***** Selected text *****
Let's try visualizing our waterways by their names.
- Open the Layer Properties for your Flowlines layer again and back to the Style tab.
- From the drop-down menu at the top of the menu that currently says single symbol, pick Categorized. This will erase the style we made previously, but that's ok.
- From the Column drop-down, pick GNIS_NAME, which has the name of the water body.
- For the Color Ramp, pick Random Colors. We don't want to imply that there is any hierarchical relationship between the streams so Random Colors is a good choice.
- Click Classify under the big white box to show all the categories.
- Click Apply to see what this looks like. You may want to zoom in to one area.
In mine I'm noticing there are a lot of lines of one color (mine are pink). You probably have a lot of lines in a different color. If I scroll down to the bottom of my list of symbols, I can see that the unnamed (blank) streams were assigned to a shade of pink. I'd like to change this.
- Double click on the line symbol to open the Symbol Selector dialog.
- Because these are unnamed, I want them to be gray. This dialog works in a very similar way to the dialog we worked with earlier. Pick your new color, then click OK in this dialog.
*****
## [Short task]
In the waterway styling steps, why is Random Colors a good choice for the color ramp?
***** Data *****
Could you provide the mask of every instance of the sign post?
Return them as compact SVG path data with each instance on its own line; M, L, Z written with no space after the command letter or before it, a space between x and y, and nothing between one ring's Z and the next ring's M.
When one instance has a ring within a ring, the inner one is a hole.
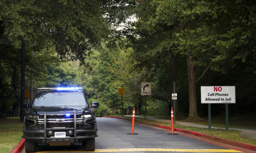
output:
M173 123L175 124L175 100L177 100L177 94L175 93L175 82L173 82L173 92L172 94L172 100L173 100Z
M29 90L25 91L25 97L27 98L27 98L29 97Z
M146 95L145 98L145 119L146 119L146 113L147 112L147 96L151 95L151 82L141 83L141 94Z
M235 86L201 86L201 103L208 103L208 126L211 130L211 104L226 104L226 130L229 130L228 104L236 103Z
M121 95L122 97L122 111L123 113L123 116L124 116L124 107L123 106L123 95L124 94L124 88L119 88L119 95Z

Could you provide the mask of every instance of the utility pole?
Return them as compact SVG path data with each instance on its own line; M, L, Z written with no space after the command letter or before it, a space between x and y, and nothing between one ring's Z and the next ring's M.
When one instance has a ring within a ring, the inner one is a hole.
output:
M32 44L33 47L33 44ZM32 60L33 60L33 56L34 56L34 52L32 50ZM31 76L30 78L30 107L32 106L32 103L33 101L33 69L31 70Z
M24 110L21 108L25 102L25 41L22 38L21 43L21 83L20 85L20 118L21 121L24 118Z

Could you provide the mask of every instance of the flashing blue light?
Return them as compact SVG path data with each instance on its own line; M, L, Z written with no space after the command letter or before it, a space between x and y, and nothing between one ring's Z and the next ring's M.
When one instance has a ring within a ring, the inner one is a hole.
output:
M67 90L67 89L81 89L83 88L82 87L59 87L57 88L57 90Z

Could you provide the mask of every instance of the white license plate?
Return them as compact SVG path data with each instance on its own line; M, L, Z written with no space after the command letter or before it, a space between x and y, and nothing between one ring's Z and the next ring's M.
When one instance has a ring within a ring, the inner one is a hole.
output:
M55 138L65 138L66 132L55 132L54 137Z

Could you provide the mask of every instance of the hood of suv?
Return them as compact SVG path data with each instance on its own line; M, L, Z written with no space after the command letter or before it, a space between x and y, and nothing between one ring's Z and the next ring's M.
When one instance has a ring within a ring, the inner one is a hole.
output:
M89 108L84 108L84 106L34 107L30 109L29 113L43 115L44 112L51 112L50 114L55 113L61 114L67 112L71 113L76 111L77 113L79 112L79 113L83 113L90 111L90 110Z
*****
## [Exercise solution]
Random Colors avoids implying any hierarchical relationship between the streams.